--- START Entries provided ---
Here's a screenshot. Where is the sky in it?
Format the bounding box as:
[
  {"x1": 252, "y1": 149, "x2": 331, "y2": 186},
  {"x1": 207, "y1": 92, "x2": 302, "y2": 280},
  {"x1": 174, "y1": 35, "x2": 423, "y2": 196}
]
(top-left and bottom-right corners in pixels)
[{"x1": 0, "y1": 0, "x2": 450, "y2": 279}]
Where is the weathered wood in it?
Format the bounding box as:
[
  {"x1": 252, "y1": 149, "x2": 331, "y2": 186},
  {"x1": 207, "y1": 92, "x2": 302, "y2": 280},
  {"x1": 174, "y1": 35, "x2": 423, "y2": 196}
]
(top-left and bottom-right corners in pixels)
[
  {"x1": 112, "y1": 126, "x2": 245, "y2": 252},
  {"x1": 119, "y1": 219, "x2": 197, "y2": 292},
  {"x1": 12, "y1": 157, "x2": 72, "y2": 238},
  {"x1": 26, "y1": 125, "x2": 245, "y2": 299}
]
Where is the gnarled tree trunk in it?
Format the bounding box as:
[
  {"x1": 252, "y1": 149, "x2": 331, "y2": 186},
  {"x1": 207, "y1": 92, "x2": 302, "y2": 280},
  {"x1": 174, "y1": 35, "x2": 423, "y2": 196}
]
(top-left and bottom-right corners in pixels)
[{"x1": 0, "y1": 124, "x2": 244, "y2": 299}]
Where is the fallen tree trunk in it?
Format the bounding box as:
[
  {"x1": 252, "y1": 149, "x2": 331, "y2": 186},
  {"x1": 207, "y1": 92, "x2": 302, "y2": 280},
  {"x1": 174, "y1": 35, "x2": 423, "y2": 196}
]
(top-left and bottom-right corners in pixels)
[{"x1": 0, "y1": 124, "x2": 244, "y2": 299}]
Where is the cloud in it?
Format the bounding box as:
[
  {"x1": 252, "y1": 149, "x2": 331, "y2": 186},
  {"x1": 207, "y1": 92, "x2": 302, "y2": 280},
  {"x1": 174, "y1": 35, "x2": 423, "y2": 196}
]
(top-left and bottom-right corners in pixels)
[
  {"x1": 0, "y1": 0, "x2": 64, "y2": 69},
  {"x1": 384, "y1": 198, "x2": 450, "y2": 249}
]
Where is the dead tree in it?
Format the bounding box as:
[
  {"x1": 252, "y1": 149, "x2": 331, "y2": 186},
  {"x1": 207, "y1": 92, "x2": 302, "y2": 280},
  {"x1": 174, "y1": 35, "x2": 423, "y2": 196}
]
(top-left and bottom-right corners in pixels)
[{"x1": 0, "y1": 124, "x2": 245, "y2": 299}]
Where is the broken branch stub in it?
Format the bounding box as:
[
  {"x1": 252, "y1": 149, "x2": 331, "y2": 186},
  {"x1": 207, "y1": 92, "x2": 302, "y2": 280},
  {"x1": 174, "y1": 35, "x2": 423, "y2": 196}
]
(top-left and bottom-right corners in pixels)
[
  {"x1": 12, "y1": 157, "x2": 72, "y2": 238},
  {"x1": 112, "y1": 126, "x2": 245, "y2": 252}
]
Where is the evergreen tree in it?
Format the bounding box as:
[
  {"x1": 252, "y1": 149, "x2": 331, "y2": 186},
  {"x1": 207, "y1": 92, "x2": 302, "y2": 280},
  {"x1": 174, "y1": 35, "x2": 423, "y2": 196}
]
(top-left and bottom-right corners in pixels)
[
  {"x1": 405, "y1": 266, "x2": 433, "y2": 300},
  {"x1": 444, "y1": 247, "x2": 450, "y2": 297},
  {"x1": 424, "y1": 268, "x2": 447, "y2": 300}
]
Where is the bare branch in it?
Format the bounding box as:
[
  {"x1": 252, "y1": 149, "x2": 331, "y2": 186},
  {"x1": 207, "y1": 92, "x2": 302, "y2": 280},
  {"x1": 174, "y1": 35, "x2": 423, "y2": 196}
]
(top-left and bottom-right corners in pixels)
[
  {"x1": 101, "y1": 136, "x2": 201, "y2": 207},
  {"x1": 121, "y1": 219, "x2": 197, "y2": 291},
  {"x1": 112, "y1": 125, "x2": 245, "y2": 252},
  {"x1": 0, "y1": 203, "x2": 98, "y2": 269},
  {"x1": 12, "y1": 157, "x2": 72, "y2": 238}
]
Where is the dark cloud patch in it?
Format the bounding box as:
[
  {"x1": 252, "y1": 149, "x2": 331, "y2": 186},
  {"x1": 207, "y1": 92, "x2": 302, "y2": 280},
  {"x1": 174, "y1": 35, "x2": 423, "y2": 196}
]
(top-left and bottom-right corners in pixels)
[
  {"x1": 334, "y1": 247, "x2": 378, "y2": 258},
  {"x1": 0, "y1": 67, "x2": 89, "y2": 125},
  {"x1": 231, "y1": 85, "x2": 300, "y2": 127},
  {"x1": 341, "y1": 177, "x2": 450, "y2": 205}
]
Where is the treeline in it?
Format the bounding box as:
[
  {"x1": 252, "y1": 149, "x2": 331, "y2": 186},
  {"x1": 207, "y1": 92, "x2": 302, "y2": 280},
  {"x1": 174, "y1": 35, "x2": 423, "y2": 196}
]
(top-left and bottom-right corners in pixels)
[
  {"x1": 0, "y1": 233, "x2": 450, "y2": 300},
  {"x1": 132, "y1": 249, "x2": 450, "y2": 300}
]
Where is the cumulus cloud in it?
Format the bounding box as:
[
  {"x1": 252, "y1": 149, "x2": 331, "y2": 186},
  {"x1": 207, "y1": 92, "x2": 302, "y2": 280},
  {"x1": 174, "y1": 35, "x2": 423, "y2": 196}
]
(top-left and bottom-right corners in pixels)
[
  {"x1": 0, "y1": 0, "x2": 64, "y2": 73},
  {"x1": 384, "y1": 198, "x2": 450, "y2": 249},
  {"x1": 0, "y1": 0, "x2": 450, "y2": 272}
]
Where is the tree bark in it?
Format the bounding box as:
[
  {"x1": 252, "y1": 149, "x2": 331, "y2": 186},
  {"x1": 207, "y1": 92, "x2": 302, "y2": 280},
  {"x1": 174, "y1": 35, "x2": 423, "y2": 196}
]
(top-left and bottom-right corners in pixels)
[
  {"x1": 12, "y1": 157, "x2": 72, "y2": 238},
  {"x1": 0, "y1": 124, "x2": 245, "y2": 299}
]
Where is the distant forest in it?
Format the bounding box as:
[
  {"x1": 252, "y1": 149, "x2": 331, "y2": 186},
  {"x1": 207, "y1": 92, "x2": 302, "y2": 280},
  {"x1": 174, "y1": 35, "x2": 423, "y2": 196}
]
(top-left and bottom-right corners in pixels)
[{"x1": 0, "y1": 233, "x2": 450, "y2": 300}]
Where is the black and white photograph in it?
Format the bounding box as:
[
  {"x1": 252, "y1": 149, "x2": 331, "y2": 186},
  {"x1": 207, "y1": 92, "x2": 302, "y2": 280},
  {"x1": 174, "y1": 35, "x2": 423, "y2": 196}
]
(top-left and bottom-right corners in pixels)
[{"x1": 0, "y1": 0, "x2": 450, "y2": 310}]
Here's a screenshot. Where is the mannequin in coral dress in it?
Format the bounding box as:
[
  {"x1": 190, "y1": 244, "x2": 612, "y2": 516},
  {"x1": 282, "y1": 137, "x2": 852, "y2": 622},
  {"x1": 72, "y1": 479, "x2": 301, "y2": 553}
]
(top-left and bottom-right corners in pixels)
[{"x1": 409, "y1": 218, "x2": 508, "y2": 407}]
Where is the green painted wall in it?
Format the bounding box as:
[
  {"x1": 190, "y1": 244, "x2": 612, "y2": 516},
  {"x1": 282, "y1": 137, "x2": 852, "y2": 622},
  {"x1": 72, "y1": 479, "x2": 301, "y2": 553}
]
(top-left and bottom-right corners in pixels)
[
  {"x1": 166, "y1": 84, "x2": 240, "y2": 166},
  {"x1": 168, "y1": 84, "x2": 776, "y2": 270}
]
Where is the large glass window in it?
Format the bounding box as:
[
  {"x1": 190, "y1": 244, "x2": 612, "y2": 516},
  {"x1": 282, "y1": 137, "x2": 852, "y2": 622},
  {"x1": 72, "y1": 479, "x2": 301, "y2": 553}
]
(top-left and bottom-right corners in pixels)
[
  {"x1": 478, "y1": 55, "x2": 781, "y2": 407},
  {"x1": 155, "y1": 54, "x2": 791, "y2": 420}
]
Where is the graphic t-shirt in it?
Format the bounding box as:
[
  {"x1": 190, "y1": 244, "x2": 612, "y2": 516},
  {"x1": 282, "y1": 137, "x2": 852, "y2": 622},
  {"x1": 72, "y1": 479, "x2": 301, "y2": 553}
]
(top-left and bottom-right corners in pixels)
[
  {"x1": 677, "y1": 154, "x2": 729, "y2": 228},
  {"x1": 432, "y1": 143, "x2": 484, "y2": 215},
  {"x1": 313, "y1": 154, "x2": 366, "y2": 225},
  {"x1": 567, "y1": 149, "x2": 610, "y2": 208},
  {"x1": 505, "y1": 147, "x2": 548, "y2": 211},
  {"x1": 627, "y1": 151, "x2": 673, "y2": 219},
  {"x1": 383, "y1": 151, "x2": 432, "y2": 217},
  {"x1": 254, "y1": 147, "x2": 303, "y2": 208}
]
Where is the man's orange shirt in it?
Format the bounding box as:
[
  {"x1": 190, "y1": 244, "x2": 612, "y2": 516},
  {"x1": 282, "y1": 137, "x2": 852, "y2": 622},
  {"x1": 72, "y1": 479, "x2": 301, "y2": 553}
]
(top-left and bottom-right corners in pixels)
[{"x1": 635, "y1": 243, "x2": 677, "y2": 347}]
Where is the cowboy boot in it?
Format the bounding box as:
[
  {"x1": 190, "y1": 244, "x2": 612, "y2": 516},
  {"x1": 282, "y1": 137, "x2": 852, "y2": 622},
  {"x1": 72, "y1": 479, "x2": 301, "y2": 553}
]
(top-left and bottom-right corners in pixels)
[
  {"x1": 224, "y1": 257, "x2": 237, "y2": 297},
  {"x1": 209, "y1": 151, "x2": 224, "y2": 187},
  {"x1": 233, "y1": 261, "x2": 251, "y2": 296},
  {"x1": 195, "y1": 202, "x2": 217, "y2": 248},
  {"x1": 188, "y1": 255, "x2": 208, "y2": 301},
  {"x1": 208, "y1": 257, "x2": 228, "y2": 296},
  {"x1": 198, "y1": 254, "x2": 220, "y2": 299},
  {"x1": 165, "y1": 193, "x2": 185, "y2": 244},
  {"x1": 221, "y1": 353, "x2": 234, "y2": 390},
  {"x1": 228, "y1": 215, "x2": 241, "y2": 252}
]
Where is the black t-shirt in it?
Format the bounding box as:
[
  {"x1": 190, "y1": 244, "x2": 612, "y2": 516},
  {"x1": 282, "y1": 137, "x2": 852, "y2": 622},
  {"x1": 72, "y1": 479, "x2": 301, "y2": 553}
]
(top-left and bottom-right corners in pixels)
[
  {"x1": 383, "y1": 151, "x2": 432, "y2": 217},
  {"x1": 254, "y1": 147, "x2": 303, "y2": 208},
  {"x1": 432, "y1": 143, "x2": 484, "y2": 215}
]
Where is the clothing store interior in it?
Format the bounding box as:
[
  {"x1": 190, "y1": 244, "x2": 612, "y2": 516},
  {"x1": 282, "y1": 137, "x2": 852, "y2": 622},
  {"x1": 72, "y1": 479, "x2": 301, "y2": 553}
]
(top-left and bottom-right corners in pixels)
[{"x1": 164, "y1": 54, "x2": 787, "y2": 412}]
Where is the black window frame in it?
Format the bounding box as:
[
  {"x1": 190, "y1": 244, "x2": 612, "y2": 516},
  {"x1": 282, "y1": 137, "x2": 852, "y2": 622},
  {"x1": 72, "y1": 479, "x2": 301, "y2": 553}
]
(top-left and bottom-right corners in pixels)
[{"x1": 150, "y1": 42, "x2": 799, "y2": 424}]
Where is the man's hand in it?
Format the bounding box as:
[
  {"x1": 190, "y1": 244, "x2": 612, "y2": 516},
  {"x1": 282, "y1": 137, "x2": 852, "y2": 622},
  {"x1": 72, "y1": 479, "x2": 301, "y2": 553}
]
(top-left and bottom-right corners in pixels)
--- END Entries provided ---
_The task_
Keep only the lines of the material above that contain the string "shirt", and copy each one in full, in its original order.

_Result of the task_
Where is the graphic t-shirt in it?
Where is the man's orange shirt in it?
Where is the black t-shirt in it?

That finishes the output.